• **Instruction**: Pull out each line in the items below that contains the word "face", and list those lines in their original order.

[Records of labeled points]
......

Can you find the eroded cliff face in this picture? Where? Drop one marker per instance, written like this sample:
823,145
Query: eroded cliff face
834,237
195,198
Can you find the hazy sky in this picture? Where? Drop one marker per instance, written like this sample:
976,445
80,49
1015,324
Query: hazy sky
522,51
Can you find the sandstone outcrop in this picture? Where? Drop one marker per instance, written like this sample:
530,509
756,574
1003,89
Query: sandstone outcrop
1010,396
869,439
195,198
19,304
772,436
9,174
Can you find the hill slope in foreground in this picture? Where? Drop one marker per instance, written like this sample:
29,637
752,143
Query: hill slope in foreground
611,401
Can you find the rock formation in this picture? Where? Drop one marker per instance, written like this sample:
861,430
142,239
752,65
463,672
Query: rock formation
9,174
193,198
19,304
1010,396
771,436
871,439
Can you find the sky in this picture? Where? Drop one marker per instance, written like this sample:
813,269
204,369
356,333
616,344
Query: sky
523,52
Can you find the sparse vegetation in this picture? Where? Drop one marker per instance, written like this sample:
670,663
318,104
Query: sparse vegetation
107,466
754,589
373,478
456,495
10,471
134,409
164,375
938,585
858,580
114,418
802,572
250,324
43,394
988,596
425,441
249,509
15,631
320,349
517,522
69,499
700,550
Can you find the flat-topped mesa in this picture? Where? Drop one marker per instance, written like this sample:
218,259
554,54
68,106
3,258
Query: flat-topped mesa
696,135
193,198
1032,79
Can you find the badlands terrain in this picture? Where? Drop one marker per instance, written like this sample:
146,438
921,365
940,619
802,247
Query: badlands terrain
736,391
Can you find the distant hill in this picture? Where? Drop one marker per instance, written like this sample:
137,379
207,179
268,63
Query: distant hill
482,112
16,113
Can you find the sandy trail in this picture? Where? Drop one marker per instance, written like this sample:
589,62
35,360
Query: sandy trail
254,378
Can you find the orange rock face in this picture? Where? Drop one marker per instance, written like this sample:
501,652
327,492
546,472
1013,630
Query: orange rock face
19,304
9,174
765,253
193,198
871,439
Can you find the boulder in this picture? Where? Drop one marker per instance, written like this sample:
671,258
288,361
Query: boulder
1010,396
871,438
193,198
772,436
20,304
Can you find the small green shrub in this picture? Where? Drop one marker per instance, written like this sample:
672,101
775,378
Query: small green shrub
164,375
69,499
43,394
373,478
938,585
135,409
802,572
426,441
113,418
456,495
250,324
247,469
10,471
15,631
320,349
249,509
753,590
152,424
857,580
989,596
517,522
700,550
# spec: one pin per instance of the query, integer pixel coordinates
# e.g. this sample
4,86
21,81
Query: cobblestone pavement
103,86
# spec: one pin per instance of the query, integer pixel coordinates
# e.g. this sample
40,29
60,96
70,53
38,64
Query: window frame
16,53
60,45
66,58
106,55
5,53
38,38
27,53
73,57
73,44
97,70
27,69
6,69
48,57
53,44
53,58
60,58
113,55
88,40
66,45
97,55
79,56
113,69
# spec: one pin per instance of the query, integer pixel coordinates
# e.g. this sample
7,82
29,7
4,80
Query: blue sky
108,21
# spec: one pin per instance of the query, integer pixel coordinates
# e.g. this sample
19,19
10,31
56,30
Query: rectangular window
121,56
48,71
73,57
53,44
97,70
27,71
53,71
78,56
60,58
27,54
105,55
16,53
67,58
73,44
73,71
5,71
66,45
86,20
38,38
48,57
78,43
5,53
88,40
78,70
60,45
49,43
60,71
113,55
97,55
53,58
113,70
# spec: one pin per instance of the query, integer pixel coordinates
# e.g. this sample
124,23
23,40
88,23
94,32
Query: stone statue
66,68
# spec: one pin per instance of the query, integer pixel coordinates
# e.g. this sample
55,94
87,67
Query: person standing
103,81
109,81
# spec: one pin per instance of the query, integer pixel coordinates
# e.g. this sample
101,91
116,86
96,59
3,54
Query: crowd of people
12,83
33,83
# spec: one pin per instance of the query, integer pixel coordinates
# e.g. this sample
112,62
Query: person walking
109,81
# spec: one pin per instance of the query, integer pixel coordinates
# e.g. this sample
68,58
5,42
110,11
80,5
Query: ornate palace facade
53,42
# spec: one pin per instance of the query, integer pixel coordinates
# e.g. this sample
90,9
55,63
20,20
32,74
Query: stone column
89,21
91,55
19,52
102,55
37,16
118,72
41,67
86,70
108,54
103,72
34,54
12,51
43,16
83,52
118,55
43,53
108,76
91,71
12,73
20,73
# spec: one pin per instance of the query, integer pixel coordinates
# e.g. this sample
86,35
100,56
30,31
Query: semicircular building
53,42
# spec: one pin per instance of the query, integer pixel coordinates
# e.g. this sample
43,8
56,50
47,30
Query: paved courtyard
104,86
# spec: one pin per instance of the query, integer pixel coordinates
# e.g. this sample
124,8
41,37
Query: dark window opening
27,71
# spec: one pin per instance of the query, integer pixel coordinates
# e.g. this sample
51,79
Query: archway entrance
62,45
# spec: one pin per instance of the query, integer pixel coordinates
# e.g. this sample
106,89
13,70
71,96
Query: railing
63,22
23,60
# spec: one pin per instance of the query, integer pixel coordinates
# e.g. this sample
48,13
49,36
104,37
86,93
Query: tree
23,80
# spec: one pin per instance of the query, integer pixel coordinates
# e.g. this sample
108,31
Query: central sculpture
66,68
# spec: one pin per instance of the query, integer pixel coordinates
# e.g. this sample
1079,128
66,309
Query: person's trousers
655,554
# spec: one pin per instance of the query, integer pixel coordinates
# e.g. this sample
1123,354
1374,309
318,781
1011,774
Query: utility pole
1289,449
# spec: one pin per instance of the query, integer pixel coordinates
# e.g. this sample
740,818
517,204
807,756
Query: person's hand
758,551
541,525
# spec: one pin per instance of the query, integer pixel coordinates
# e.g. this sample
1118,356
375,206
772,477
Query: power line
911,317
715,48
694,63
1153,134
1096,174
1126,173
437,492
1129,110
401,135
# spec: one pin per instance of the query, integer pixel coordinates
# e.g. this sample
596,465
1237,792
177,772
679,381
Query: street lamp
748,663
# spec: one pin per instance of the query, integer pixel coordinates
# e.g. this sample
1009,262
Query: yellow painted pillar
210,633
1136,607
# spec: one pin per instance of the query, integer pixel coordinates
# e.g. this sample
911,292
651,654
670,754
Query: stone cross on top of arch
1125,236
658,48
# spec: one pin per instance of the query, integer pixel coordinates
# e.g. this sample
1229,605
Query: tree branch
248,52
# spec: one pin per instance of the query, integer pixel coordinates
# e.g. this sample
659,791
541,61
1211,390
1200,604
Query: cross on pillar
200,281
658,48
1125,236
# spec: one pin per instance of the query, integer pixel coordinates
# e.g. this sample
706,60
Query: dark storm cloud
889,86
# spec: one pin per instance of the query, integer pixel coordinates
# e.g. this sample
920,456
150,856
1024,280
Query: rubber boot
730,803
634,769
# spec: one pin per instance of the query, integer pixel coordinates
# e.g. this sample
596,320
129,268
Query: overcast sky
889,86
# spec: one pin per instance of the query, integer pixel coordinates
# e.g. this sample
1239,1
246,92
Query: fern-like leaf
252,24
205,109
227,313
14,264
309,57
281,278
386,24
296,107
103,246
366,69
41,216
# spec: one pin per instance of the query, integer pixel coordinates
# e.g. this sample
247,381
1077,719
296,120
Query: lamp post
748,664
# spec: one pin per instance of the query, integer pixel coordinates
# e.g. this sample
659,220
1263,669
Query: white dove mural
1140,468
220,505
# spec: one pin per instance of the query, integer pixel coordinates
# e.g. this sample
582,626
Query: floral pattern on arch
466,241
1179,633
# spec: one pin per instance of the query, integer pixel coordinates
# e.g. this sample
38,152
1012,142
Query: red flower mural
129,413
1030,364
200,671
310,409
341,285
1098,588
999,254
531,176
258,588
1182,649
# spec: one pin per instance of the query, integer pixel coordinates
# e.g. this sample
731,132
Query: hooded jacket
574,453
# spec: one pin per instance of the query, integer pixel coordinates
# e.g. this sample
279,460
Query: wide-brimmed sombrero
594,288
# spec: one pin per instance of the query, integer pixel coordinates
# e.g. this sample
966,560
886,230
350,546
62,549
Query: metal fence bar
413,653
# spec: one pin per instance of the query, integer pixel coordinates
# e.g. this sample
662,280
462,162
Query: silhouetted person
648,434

......

• **Solution for this task**:
Can you find the eroded cliff face in this picture? Where? Drop one marker per instance, written like this sample:
Query: eroded cliff face
Can you find the orange rock face in this picture? Where? Drop one marker per instance, written like this sample:
Query: orange rock face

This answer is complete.